▸ Set exercise a
Reproduce the passage of the coaching conference post from "Well, the 4th" up to and including "June 1st & 2nd.", unchanged.
::: Page extract :::
Coaching Systems, Models & Cultures

Well, the 4th National Coaching in Education Conference was a great success – and our case-study presentation seemed to go down well too. The conference was affirming, inspiring and challenging in equal measures with excellent keynotes and concurrent sessions over the two days. Here’s the Storify of the #EdCoach2015 Twitter feed to give a flavour of the thinking going on at the MCG on June 1st & 2nd.

The conference program catered for people at all stages of their coaching journey with a nice mix of big-picture keynotes and concurrent sessions on specific aspects of coaching skills and the practical implementation of coaching as an intervention in schools. At the previous event two years ago, my colleagues and I were right at the start of our journey. Six staff attended the conference with a fairly fuzzy idea of what coaching was about and an even fuzzier idea of how it might be implemented in our school context. We left with a clearer answer to the first question but way more questions about the latter!

This year, there was again much talk of coaching models and developing a coaching culture. In discussion with a wide range of delegates over the two days it became clear to me that these terms meant different things to different people when translated into their context. I recalled the full day of post-conference debrief and the resulting scribbles on many sheets of butcher-paper that it took for us two years ago to clarify what we meant by all of the terminology around coaching. The coaching process itself is deceptively simple but I would suggest that taking the time to clarify the language around the process, and to contextualise it, is very important indeed. This language continues to evolve.
::: Material for this task :::
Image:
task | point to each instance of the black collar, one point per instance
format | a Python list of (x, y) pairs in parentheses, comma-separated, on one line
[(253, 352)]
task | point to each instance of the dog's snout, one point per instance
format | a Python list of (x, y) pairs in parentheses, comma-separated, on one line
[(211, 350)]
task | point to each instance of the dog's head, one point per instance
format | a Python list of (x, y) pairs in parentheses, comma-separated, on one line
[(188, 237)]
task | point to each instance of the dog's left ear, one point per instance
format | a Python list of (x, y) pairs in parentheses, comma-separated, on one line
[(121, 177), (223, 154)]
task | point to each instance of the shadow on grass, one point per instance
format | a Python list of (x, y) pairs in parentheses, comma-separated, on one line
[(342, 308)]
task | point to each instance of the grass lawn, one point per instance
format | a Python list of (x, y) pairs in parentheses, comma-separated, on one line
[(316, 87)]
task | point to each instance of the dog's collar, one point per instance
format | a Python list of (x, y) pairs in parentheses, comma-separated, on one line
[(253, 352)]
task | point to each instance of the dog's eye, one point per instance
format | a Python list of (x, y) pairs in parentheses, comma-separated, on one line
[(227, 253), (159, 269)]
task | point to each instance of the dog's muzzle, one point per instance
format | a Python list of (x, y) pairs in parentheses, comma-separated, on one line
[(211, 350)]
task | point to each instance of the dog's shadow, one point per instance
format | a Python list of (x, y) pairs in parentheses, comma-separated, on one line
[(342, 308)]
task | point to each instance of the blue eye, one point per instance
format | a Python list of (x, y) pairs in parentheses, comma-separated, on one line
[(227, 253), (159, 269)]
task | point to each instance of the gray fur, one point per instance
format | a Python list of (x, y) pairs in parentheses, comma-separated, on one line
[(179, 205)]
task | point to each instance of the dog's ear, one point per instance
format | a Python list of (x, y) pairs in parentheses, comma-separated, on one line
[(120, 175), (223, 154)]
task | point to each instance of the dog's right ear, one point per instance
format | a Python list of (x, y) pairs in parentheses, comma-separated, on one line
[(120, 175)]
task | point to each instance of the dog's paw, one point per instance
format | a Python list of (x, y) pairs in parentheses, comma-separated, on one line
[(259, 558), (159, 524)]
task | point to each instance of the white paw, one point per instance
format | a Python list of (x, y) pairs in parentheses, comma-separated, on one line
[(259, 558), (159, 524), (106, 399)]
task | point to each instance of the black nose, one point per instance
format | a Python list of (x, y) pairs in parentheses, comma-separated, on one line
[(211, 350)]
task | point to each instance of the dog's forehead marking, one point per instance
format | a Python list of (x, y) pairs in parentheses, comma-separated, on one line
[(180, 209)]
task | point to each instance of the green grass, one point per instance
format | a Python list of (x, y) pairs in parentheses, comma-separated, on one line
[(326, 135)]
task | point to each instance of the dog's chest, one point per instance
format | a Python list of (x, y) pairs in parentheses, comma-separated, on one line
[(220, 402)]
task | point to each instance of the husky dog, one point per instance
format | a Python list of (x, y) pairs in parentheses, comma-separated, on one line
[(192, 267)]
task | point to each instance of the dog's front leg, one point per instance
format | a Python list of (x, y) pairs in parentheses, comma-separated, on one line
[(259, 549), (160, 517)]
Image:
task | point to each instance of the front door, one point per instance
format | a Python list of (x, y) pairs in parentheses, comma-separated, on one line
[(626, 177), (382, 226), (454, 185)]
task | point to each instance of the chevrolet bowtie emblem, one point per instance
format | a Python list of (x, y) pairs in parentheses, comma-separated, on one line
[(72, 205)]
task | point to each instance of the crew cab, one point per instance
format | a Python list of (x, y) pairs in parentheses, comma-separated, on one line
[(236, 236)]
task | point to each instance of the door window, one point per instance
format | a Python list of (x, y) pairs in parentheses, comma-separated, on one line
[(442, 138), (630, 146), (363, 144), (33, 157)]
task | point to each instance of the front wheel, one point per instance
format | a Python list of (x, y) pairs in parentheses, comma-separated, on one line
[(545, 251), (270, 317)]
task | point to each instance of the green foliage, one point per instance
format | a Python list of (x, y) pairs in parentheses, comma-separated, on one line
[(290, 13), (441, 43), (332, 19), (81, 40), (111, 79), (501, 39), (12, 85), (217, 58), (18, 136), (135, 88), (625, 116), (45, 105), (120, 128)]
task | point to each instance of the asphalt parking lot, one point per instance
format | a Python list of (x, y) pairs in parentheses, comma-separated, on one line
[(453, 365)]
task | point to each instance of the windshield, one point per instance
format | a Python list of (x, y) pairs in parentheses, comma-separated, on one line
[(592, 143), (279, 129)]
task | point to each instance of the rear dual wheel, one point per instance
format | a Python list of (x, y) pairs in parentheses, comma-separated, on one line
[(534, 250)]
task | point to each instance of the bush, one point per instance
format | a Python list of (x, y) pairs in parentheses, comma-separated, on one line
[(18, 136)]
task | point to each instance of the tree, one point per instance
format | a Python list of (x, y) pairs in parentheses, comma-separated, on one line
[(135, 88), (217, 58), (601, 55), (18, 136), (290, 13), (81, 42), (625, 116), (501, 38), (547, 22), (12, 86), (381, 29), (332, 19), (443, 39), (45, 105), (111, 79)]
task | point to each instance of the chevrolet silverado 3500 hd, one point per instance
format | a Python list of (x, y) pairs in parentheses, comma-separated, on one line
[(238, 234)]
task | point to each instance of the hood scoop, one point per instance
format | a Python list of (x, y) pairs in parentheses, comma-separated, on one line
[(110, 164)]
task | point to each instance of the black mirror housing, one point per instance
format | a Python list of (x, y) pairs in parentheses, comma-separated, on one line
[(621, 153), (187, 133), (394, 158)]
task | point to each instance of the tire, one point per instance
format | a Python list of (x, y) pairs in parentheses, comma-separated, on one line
:::
▸ Set exercise b
Rewrite the listing from the line containing "task | point to each instance of the tree, one" through the end of the listing, keeping every line, requests included. Multiply each x and y coordinate in the answers by 1.8 and round to whole numbers, halves up, then output only those lines.

▸ Written reply a
Well, the 4th National Coaching in Education Conference was a great success – and our case-study presentation seemed to go down well too. The conference was affirming, inspiring and challenging in equal measures with excellent keynotes and concurrent sessions over the two days. Here’s the Storify of the #EdCoach2015 Twitter feed to give a flavour of the thinking going on at the MCG on June 1st & 2nd.

▸ Written reply b
task | point to each instance of the tree, one point per instance
format | a Python list of (x, y) pairs in parentheses, comma-separated, on one line
[(243, 158), (391, 104), (1082, 99), (32, 245), (522, 23), (146, 76), (1125, 209), (902, 68), (985, 40), (22, 155), (686, 52), (598, 34), (797, 70), (81, 189), (200, 142)]
task | point to each instance of the chevrolet silverado 3500 hd, one point per instance
format | a Python list of (x, y) pairs in parentheses, comma-separated, on one line
[(428, 421)]
task | point to each instance of the hood scoop, one point per instance
format | a Python list of (x, y) pairs in parentheses, comma-separated, on one line
[(198, 295)]
task | point to each instance of the black mirror housing, one point per instance
format | a Python list of (x, y) pairs in parentheses, comma-separated, on one line
[(1118, 275), (337, 239), (709, 284)]
task | point to each instance of the tire, one point per instance
format | a Python list of (x, y) pairs in parentheses, comma-separated, on one line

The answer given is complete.